» **Directions**: From the listing below, copy out every line that contains the string "grassy". Matching is case-sensitive.

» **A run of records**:

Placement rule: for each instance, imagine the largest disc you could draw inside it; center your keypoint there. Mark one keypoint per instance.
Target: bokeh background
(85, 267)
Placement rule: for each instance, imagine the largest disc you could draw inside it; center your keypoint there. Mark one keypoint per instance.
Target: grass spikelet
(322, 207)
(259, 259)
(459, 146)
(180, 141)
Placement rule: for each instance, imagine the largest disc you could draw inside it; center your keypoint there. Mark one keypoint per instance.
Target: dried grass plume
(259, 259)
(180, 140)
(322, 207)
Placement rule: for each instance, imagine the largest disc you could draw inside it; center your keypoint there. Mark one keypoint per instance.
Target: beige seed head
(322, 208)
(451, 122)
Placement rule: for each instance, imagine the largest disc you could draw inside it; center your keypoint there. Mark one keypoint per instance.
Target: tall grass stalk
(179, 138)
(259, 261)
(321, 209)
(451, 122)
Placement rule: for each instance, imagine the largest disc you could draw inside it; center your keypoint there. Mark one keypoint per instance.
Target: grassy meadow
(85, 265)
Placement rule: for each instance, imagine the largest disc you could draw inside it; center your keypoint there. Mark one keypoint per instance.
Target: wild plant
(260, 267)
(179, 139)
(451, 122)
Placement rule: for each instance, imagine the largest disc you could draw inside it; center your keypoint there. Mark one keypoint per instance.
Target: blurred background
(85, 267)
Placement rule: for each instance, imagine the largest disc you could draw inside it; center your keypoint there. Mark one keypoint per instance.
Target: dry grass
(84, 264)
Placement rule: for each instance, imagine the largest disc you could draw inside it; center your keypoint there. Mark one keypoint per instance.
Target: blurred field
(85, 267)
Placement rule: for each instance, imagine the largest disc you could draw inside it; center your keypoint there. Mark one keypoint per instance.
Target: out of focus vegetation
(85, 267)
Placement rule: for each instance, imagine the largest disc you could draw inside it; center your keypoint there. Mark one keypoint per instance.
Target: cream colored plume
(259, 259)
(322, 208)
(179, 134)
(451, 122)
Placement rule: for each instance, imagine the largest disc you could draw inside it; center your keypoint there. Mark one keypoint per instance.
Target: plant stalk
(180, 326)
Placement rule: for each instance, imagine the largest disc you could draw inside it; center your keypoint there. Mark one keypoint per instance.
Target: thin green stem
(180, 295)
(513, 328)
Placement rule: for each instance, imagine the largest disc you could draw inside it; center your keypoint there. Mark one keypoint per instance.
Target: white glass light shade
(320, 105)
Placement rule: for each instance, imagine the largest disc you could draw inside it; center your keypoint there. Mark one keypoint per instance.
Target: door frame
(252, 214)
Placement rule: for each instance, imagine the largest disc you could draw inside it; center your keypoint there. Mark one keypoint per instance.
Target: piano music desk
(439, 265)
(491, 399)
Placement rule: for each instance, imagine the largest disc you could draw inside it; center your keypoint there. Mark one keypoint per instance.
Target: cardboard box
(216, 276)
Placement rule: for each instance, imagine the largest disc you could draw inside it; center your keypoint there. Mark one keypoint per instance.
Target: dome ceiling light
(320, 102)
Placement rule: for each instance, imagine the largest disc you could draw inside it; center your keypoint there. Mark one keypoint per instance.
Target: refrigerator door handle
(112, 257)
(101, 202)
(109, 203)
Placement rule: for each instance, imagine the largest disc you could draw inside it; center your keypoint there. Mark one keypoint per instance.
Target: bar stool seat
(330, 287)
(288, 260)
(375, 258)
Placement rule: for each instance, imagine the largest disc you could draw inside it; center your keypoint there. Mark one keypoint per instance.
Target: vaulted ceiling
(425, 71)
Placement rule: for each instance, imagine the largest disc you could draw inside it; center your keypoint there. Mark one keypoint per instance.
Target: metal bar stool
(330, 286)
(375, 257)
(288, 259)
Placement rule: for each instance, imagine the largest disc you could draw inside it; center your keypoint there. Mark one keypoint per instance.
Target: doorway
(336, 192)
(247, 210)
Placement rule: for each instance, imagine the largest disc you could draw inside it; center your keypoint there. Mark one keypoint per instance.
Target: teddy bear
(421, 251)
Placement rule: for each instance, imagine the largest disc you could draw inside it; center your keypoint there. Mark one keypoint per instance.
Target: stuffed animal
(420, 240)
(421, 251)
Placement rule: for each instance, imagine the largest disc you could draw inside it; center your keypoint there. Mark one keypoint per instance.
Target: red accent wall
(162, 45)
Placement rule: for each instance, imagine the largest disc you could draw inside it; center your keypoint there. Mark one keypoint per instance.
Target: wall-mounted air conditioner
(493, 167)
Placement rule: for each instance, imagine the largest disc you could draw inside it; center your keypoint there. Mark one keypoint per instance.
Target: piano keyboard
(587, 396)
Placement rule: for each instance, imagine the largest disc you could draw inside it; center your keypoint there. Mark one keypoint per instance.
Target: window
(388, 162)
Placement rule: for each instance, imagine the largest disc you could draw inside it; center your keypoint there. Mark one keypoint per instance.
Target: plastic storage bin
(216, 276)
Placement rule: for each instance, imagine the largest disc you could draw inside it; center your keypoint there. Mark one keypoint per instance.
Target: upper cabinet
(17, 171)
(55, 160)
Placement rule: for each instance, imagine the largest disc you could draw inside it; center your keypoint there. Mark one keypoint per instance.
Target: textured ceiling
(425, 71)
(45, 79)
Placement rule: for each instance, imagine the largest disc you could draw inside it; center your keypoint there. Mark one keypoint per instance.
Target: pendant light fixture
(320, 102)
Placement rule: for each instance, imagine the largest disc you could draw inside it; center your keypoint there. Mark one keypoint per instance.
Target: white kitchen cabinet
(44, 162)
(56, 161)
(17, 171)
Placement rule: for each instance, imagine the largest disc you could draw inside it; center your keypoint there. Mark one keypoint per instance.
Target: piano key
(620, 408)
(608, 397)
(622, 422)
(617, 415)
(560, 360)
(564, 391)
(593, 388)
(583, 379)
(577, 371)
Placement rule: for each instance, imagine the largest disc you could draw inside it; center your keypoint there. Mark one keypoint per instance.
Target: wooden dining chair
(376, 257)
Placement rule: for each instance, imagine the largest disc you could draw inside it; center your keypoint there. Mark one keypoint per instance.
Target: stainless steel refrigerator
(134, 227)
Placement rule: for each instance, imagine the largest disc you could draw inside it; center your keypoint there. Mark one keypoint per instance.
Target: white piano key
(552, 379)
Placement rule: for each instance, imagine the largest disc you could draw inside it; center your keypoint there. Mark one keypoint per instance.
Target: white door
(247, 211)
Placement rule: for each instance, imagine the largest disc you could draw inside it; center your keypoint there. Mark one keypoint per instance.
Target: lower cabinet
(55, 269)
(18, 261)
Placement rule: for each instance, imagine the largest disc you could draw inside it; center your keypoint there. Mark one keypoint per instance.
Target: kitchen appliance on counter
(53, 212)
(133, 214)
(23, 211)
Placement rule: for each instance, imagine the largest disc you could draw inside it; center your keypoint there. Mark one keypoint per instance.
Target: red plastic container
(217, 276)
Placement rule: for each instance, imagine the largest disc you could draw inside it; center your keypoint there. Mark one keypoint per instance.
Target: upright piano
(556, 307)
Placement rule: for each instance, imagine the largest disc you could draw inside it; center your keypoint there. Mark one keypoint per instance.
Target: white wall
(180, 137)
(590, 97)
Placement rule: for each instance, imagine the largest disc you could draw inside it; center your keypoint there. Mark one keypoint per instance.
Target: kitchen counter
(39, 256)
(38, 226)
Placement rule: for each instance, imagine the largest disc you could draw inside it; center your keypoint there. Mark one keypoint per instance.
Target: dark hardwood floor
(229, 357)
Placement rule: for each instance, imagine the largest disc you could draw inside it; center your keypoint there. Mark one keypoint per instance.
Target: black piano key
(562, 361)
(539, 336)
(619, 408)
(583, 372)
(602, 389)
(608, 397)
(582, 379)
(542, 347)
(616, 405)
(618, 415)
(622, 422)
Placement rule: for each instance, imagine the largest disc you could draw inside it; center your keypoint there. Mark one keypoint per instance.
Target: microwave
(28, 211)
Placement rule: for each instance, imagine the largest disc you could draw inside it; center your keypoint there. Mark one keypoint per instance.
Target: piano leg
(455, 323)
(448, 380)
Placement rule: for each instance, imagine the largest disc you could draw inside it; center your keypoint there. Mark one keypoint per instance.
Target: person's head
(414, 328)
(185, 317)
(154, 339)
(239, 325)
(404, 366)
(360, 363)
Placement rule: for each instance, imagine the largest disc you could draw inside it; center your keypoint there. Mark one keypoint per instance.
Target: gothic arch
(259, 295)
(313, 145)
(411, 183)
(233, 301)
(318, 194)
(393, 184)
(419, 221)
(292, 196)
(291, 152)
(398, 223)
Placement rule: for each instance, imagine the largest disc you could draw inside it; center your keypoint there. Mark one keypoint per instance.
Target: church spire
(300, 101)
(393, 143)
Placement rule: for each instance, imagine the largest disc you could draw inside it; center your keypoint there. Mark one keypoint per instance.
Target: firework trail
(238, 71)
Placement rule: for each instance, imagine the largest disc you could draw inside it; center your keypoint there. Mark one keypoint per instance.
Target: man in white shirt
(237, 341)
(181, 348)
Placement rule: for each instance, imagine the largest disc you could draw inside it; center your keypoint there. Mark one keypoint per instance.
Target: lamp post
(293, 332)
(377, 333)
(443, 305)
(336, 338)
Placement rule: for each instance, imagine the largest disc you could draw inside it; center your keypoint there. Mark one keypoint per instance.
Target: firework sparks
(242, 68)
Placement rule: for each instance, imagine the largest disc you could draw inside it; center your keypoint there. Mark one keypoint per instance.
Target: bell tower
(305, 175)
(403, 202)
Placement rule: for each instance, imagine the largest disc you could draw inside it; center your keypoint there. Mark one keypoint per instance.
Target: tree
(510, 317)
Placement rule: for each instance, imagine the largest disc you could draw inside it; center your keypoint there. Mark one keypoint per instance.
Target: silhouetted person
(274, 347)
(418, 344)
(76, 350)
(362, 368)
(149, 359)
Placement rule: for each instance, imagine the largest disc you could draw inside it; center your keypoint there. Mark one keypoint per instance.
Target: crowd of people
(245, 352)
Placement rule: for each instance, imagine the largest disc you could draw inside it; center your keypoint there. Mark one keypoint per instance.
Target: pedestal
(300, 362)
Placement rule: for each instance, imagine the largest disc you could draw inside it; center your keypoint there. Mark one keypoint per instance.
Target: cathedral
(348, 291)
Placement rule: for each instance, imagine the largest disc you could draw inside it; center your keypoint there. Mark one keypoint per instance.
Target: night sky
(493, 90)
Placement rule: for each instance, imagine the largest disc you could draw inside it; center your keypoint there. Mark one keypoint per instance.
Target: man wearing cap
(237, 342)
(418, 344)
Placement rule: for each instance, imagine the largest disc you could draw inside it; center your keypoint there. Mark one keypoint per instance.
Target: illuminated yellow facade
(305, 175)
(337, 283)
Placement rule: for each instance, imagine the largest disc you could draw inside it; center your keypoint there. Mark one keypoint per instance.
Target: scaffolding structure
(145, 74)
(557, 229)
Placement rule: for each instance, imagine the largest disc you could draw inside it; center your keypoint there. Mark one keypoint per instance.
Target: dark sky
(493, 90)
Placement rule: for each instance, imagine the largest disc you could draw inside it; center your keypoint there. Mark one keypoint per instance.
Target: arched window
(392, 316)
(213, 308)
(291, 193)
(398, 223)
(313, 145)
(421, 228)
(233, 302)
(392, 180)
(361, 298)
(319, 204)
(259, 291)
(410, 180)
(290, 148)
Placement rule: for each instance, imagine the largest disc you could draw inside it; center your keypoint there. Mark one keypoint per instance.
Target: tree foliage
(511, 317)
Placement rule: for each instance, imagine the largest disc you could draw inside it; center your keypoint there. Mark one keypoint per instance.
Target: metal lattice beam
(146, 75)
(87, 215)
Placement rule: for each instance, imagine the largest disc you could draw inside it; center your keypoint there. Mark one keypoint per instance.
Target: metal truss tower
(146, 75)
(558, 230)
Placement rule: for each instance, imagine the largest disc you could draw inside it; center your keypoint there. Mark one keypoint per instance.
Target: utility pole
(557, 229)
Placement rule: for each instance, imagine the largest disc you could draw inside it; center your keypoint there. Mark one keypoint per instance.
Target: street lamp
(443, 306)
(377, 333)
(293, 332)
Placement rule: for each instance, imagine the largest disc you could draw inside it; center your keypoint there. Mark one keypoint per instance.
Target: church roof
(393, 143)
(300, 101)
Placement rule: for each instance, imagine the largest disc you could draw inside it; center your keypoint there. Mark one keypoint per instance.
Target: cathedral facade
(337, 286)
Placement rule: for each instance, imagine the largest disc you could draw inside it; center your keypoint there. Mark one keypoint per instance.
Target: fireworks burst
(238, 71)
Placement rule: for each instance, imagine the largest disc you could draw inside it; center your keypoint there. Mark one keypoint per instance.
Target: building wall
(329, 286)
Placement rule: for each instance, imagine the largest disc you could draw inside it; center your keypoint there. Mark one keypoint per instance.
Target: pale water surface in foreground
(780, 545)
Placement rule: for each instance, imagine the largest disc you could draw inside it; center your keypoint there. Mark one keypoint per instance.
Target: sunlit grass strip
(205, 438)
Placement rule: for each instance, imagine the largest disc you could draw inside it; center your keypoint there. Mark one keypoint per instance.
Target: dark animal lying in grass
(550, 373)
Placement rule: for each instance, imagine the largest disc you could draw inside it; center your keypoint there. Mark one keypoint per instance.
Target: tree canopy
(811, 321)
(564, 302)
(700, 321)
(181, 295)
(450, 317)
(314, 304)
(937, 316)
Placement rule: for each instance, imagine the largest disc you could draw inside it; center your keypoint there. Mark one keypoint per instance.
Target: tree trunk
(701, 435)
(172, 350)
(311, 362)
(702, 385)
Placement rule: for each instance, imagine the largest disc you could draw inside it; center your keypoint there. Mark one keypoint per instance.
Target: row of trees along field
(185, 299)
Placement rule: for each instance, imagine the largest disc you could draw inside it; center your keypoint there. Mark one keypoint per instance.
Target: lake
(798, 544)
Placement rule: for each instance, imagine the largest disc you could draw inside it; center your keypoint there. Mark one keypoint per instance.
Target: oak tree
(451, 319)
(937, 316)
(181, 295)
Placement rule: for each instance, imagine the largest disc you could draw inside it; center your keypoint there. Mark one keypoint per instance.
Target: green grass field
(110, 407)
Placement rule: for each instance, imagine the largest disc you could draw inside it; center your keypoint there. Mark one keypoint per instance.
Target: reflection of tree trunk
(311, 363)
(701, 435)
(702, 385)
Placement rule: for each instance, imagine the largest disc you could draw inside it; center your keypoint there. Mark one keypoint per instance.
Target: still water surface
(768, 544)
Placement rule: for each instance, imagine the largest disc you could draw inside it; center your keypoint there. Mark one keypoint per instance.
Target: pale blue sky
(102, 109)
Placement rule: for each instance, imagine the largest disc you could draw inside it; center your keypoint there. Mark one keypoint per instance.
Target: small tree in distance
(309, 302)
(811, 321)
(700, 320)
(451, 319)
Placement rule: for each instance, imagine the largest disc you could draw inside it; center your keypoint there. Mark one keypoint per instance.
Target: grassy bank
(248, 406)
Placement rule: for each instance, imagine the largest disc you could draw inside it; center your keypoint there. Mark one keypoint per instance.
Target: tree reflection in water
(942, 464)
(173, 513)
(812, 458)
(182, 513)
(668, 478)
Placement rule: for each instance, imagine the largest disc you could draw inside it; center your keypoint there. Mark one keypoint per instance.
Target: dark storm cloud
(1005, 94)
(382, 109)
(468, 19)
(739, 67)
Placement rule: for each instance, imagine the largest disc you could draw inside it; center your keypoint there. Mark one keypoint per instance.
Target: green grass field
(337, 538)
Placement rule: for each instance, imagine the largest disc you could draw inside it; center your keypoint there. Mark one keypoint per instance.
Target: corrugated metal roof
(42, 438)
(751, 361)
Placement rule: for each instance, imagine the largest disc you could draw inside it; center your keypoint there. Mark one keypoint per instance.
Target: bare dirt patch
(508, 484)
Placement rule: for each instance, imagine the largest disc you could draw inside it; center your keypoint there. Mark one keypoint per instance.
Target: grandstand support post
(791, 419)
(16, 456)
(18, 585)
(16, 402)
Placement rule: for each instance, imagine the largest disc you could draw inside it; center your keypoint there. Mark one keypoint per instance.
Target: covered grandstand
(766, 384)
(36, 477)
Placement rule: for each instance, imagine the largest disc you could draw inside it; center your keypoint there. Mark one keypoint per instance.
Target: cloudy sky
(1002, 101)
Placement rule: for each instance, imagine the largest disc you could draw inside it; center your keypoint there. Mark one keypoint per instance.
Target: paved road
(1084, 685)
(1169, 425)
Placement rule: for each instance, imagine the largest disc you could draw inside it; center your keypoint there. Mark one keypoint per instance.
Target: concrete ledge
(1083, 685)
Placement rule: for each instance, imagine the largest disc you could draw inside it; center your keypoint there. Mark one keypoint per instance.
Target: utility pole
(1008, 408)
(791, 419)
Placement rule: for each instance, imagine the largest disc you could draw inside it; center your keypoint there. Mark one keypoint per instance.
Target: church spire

» **Written response**:
Target: grassy meadow
Target: grassy bank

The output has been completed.